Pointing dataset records
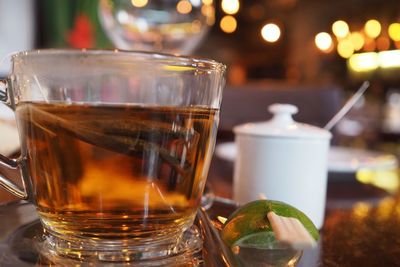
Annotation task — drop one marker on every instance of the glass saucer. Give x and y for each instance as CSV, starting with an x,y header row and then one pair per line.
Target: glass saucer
x,y
23,243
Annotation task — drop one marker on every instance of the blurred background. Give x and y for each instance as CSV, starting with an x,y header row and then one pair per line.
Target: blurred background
x,y
310,53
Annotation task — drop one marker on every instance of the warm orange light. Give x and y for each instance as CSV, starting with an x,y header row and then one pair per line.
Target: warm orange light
x,y
383,43
271,32
230,6
394,31
228,24
372,28
323,41
184,7
340,28
139,3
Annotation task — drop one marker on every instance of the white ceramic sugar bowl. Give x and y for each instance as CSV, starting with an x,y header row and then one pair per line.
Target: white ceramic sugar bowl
x,y
283,160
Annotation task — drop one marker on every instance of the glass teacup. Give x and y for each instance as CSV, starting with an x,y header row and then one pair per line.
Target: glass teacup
x,y
115,147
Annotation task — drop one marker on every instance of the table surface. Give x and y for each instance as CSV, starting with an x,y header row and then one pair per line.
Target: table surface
x,y
362,224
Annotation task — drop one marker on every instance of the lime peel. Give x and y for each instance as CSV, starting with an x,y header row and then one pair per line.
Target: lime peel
x,y
251,219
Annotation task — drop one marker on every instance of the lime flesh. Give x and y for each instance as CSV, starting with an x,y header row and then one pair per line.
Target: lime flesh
x,y
250,226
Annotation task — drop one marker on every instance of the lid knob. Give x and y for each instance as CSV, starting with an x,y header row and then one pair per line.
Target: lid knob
x,y
282,113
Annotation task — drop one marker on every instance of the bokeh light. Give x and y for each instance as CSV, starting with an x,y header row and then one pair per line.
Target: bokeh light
x,y
340,29
372,28
184,7
364,62
207,2
383,43
369,45
228,24
271,32
323,41
230,6
208,11
357,40
139,3
345,48
394,31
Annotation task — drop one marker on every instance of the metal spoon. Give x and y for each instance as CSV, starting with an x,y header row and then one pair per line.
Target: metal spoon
x,y
347,106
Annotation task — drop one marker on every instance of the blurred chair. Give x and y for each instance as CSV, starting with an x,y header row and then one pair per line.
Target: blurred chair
x,y
249,103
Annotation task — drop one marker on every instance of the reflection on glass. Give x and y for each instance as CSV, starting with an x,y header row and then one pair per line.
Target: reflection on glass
x,y
166,26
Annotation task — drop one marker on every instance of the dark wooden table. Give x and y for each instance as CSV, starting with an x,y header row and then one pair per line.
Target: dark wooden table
x,y
362,224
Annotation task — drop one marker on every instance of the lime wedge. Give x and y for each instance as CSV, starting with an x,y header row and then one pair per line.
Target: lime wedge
x,y
249,224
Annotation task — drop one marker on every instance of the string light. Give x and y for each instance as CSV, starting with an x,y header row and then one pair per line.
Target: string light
x,y
230,7
323,41
228,24
139,3
184,7
372,28
271,32
394,31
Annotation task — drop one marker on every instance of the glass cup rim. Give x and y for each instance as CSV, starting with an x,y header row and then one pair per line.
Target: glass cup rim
x,y
161,58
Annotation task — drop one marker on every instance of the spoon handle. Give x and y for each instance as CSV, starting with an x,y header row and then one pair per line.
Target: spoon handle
x,y
347,106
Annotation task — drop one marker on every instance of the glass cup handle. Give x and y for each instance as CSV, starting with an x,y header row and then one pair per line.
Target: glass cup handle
x,y
5,162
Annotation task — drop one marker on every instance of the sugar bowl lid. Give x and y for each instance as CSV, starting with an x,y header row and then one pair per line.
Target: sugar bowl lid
x,y
282,125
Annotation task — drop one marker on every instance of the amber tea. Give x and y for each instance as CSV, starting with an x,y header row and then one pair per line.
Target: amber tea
x,y
114,172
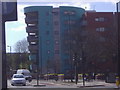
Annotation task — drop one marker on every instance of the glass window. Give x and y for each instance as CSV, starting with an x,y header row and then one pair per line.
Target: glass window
x,y
56,23
56,51
47,32
56,32
56,42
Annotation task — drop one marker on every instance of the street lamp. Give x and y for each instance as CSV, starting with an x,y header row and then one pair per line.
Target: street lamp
x,y
69,13
10,68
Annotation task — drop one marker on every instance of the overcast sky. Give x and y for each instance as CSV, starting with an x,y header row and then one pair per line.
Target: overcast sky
x,y
15,30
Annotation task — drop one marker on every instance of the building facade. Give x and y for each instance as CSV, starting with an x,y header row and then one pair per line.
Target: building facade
x,y
48,28
102,42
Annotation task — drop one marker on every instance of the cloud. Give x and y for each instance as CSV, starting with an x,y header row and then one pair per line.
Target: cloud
x,y
63,1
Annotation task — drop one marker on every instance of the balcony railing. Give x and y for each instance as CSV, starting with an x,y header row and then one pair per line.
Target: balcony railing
x,y
31,29
32,20
32,39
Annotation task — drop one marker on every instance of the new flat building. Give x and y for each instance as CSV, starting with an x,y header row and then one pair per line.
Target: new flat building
x,y
48,30
102,42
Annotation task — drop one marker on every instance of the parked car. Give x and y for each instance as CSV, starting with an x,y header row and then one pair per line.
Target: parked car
x,y
18,79
26,74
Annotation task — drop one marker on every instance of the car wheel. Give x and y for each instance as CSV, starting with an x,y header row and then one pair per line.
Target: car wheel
x,y
24,84
12,84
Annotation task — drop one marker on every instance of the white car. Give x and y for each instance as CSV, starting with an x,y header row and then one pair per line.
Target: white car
x,y
26,74
18,79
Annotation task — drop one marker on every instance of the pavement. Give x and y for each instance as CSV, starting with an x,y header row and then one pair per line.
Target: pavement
x,y
94,83
68,84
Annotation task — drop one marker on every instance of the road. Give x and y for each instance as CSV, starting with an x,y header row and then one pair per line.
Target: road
x,y
65,84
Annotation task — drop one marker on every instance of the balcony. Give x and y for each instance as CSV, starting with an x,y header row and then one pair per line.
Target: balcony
x,y
31,29
31,20
84,23
32,39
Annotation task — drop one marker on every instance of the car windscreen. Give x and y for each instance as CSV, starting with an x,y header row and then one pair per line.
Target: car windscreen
x,y
18,76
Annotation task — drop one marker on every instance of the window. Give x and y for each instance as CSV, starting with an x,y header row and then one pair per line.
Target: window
x,y
48,42
56,23
56,42
56,32
101,29
102,39
56,51
69,12
48,51
47,13
100,19
47,32
47,23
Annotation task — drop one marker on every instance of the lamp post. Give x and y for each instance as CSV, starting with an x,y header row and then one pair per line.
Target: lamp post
x,y
69,13
118,27
10,52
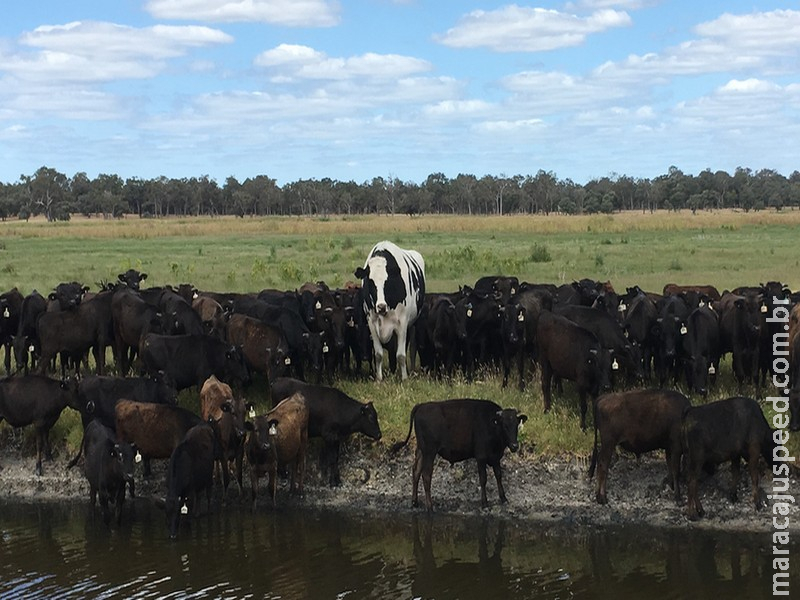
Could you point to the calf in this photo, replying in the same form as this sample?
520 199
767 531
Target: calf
35 400
726 430
458 430
278 438
568 351
108 468
190 472
191 359
640 421
218 403
156 429
332 416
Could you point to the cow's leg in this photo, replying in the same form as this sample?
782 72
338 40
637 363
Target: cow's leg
402 334
416 473
482 480
603 463
736 476
547 382
498 475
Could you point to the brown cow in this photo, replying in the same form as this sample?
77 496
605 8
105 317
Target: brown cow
218 403
279 438
640 421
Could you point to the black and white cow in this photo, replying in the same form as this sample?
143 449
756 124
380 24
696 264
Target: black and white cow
393 281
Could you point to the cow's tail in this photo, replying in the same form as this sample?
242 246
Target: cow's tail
396 446
74 461
593 463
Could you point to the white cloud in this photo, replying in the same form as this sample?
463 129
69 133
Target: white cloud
514 28
293 61
292 13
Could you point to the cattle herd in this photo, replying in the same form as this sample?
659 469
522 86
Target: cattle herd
165 339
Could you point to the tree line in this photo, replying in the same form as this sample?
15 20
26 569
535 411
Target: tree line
56 196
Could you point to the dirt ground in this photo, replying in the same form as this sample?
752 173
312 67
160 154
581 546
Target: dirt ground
538 489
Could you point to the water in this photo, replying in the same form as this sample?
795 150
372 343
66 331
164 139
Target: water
61 551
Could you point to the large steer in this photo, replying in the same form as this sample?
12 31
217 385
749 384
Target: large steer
35 400
191 359
727 430
640 421
393 280
332 416
458 430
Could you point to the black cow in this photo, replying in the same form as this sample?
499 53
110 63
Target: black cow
190 359
393 280
568 351
10 310
740 331
133 317
333 416
35 400
190 472
26 341
132 278
458 430
626 355
640 421
108 468
701 349
726 430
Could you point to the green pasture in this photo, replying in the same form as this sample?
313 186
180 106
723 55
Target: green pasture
725 249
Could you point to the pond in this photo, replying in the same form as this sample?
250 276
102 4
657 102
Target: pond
62 550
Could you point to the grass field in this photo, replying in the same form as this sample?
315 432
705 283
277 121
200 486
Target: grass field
726 249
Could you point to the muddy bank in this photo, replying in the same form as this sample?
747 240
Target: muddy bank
539 490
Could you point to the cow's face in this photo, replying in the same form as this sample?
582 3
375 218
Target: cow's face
508 422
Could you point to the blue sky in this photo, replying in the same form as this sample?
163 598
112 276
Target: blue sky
297 89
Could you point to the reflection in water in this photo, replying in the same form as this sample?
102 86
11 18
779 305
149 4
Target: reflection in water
51 550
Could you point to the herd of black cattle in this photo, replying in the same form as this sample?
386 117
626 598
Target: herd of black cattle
584 332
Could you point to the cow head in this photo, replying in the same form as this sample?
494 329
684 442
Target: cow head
507 423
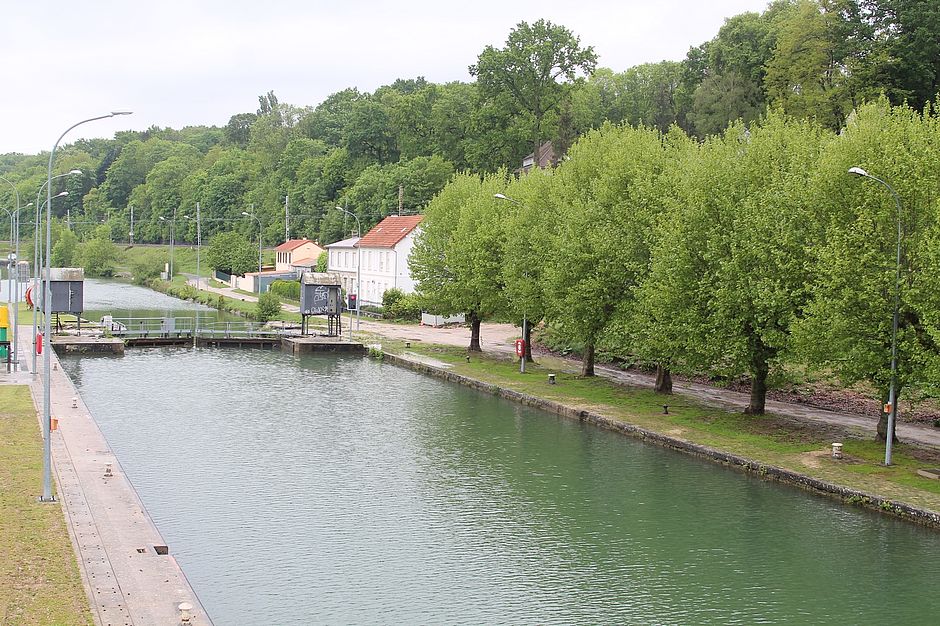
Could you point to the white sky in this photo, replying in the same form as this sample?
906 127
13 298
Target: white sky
179 63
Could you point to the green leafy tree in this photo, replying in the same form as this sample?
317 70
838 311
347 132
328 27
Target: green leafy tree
65 250
457 255
98 255
535 69
268 307
231 252
729 273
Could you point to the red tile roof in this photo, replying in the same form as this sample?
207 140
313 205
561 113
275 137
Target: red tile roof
287 246
390 231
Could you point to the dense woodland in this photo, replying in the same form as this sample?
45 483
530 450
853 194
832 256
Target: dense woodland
702 220
371 152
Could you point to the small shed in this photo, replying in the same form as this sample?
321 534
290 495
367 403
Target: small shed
67 288
320 294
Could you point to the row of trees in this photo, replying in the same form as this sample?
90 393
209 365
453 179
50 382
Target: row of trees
733 257
397 146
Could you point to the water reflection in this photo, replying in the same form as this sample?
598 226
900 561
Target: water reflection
323 490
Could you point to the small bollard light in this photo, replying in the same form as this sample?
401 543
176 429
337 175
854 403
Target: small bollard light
186 613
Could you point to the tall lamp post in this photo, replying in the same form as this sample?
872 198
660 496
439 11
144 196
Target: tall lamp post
892 393
252 216
358 266
527 350
37 262
47 322
172 238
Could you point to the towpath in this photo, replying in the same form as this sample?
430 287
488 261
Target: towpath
499 338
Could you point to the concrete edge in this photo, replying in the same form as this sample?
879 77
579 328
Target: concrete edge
846 495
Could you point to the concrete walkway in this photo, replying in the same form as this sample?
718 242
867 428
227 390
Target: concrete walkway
499 338
129 575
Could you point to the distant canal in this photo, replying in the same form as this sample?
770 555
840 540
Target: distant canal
346 491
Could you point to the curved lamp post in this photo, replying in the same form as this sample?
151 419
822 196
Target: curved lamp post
255 218
527 352
892 394
172 239
47 325
358 269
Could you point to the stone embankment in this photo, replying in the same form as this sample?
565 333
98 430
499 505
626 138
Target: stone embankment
849 496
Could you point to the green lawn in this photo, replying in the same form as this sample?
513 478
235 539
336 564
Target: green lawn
769 439
39 578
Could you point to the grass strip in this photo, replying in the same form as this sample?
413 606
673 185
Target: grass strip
39 578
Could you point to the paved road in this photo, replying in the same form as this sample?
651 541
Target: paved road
499 338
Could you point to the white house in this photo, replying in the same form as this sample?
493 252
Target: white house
342 260
296 253
385 251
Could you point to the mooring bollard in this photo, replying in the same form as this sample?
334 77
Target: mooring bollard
186 613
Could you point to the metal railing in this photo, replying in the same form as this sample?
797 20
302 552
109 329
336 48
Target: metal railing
177 327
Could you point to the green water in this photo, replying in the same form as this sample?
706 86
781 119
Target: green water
346 491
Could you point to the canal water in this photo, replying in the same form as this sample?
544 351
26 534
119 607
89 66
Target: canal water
348 491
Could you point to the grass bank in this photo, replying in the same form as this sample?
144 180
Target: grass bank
39 578
772 440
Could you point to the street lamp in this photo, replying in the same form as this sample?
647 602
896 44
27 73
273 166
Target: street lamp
47 321
892 394
527 350
358 269
252 216
172 238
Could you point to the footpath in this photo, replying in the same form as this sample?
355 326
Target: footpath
130 576
499 338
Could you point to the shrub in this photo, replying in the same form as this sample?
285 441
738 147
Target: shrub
406 308
391 296
269 307
289 289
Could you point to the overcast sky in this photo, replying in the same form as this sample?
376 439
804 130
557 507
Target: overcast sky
179 63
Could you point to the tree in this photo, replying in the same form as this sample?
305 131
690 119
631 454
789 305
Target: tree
99 254
268 307
848 323
64 251
729 271
608 199
457 254
529 68
232 253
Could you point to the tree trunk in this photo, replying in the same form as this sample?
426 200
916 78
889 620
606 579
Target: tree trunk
758 387
527 336
663 380
882 430
474 332
587 365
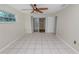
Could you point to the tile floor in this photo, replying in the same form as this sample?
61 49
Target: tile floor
38 43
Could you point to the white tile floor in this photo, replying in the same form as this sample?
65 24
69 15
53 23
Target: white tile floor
38 43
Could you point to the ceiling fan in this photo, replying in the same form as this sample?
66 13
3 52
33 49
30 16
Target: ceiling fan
35 8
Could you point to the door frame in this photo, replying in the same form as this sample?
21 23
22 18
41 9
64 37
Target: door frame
38 27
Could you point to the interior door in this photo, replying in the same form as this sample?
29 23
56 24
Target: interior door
35 24
41 24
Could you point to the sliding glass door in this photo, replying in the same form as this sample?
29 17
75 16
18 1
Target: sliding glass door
38 24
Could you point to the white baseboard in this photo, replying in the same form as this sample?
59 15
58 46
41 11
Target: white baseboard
67 44
6 46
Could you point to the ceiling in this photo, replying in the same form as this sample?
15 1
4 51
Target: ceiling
52 8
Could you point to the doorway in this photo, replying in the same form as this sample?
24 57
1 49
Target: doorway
38 24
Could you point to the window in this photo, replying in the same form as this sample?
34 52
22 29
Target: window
7 17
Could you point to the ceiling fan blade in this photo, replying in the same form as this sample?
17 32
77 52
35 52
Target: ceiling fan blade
43 8
32 11
37 10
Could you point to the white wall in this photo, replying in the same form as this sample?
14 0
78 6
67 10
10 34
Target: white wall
28 24
50 25
11 31
68 25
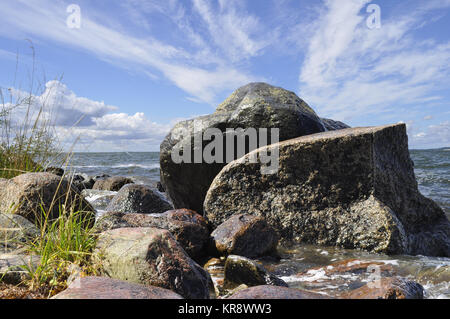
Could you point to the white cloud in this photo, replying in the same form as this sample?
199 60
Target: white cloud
351 71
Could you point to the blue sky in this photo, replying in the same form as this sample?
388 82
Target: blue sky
136 67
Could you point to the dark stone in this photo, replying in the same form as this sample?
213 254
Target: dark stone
245 235
114 183
189 228
353 188
240 270
256 105
135 198
107 288
152 257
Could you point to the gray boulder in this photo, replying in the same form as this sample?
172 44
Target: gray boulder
152 257
245 235
353 188
256 105
134 198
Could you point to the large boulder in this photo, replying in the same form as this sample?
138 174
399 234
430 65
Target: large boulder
35 195
256 105
189 228
15 231
107 288
134 198
152 257
245 235
114 183
353 188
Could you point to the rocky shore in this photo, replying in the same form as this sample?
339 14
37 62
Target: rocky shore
206 229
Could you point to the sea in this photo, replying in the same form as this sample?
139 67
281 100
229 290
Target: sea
300 265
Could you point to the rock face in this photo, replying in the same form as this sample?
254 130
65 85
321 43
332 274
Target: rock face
135 198
189 228
387 288
245 235
332 125
152 257
353 188
275 292
114 183
15 230
24 195
256 105
107 288
240 270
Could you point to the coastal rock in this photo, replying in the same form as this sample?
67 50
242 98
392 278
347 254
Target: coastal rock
107 288
245 235
240 270
152 257
387 288
134 198
11 267
332 125
353 188
275 292
114 183
256 105
189 228
15 231
30 195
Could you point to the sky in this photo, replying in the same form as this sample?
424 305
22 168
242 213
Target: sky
119 74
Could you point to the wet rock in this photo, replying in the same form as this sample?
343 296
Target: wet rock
152 257
332 125
15 231
28 195
189 228
275 292
387 288
256 105
11 267
114 183
107 288
141 199
240 270
245 235
353 188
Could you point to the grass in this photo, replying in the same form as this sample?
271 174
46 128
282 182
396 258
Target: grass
29 144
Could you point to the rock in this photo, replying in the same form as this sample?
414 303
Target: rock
245 235
55 170
15 231
114 183
275 292
11 267
152 257
107 288
387 288
256 105
135 198
189 228
30 195
332 125
240 270
353 188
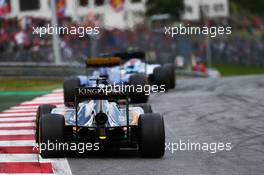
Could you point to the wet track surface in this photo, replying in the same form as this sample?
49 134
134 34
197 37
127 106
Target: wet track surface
200 110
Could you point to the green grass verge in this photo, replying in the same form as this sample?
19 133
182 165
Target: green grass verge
16 90
229 70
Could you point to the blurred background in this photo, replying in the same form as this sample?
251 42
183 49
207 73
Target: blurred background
133 24
127 25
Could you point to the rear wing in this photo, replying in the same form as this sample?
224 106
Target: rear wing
103 61
99 93
124 56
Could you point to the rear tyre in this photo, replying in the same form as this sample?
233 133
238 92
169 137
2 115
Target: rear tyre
42 109
69 86
171 71
151 135
138 97
161 78
51 133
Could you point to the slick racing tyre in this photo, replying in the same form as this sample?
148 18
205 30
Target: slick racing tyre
51 133
42 109
138 97
171 72
151 135
69 86
161 78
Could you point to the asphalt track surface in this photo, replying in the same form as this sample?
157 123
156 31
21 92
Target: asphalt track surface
229 110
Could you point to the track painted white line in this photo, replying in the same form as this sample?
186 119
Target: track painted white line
18 132
17 143
17 119
60 166
24 112
18 114
18 157
2 125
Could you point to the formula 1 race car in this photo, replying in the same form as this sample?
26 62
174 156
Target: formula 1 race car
123 68
99 118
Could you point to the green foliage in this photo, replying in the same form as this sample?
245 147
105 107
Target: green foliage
172 7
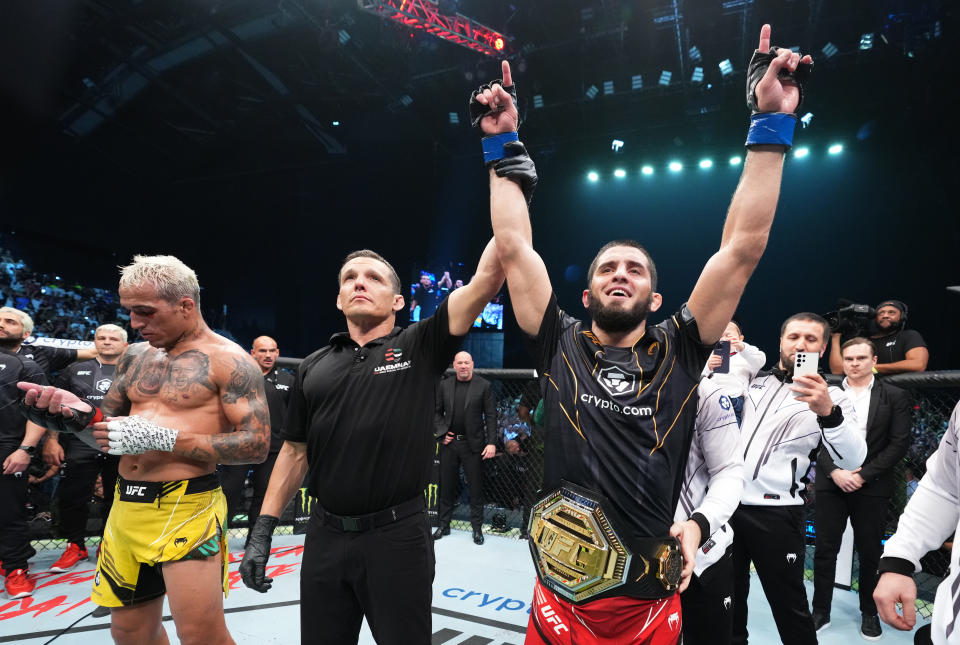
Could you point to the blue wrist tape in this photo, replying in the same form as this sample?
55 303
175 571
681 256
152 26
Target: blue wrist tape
774 128
493 146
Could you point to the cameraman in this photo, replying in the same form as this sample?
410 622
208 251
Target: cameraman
899 350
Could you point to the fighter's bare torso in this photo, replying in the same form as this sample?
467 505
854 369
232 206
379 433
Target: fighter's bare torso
184 389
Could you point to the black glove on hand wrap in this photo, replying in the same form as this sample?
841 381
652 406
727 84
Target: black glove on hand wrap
254 564
57 422
478 110
519 167
758 67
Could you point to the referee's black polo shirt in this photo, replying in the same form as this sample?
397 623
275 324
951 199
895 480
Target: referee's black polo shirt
366 415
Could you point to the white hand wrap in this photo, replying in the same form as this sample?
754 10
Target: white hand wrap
136 435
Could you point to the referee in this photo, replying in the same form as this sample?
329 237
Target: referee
360 423
81 463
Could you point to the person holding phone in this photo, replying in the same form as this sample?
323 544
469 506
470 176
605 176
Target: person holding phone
787 414
733 364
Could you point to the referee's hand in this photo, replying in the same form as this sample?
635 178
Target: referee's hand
891 589
688 533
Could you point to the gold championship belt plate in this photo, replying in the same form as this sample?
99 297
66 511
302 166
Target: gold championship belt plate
578 554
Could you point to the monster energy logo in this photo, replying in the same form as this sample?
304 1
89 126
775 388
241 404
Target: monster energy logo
306 501
431 494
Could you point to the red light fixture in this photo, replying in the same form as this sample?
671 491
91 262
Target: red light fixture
425 15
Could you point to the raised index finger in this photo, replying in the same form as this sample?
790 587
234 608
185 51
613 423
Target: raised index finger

Task directions
From the line holding "Could you point to the gold" down to the final line above, quote every line exactly and only those lines.

Task solution
Could you point to the gold championship belt plate in this photo, replying in the same form as this sample?
99 297
66 511
302 166
Target: gold championship belt plate
578 554
Could you point to the monster energy logo in this photo, replying in the same form as this sample?
304 1
89 126
775 388
241 404
Target: monster energy logo
306 501
431 494
Could you point to the red light fixture in this photo, replying in the same form as this sample?
671 491
91 262
Target: red light fixture
425 15
Could you point to the raised index finger in this photo, replying in the same form as this sample?
790 587
234 608
185 51
613 423
Target: raised index finger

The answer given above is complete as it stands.